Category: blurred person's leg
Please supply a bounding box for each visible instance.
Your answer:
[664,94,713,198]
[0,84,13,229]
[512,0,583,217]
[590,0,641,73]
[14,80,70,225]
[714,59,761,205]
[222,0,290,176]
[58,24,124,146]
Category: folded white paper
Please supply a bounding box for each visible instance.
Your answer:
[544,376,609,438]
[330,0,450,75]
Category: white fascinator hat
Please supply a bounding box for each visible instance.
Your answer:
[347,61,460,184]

● ● ● ●

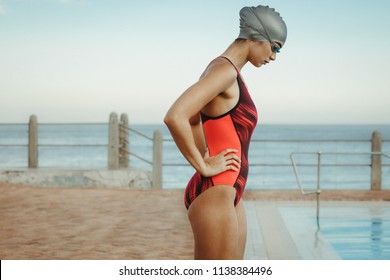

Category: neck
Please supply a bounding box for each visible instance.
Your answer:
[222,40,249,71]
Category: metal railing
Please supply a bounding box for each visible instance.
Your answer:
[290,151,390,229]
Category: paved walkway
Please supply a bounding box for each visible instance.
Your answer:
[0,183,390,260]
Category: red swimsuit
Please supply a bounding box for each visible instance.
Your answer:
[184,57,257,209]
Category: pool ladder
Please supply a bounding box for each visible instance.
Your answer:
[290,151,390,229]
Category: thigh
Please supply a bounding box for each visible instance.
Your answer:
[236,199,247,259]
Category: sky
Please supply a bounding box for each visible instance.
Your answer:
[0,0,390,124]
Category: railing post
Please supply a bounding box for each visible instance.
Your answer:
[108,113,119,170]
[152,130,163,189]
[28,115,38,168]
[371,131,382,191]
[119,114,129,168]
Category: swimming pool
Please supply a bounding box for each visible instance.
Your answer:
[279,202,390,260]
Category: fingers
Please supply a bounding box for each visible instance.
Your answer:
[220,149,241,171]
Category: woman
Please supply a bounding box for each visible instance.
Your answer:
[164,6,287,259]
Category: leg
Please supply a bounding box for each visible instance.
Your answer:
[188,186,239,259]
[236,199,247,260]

● ● ● ●

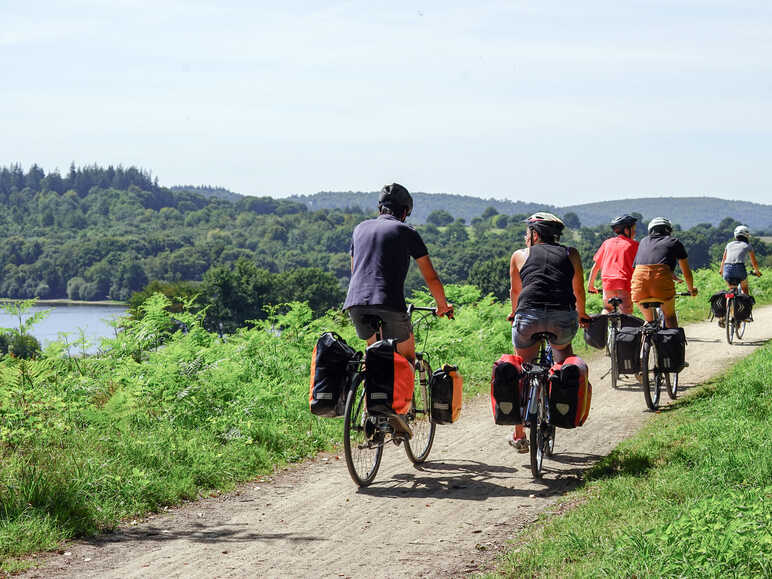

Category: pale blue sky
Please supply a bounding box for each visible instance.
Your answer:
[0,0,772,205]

● ● ● ●

EXERCISE OBJECTIVE: Format the lines of the records between the line containing "Category: blurred person's leg" and the line containing "[330,0,450,75]", both included, as a numbered list, leaving out any blank lines.

EXERCISE RESPONSE:
1. Category: blurred person's leg
2. Please supply a bounding box for each visible instance.
3. Your answer:
4. [664,94,713,198]
5. [0,84,13,229]
6. [512,0,583,217]
7. [590,0,641,73]
8. [14,80,70,225]
9. [714,59,761,205]
10. [222,0,290,176]
11. [58,24,124,146]
12. Category: folded white paper
13. Please supply a bounding box for each visible instance.
14. Your answer:
15. [544,376,609,438]
16. [330,0,450,75]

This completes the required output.